:: Data section ::

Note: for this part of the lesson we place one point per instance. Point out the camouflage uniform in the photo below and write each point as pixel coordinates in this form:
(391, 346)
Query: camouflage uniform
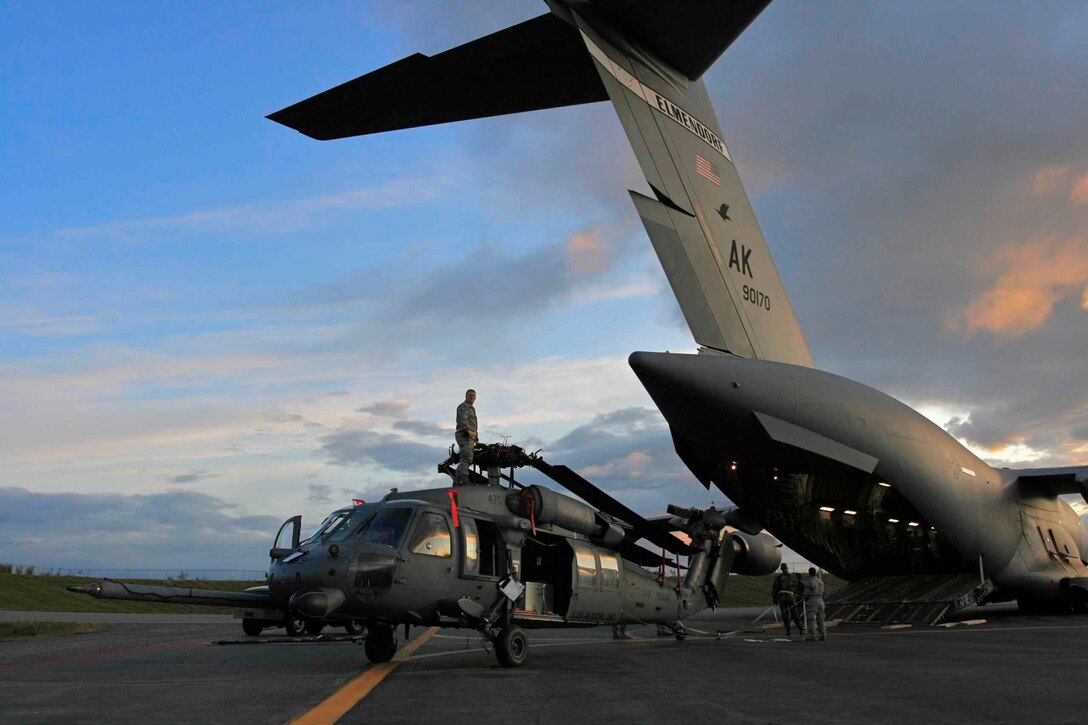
(814, 607)
(464, 435)
(783, 593)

:::

Goal of the exercise: Pictures in the records should not appear in your copy, but everything else must be transcribed exactly.

Complete response:
Note: for this part of the lesson we place one point per instance. Point out the camouflage uniform in the photo below and write each point as pixel coordinates in this form:
(391, 346)
Query: camouflage uniform
(814, 607)
(464, 435)
(783, 593)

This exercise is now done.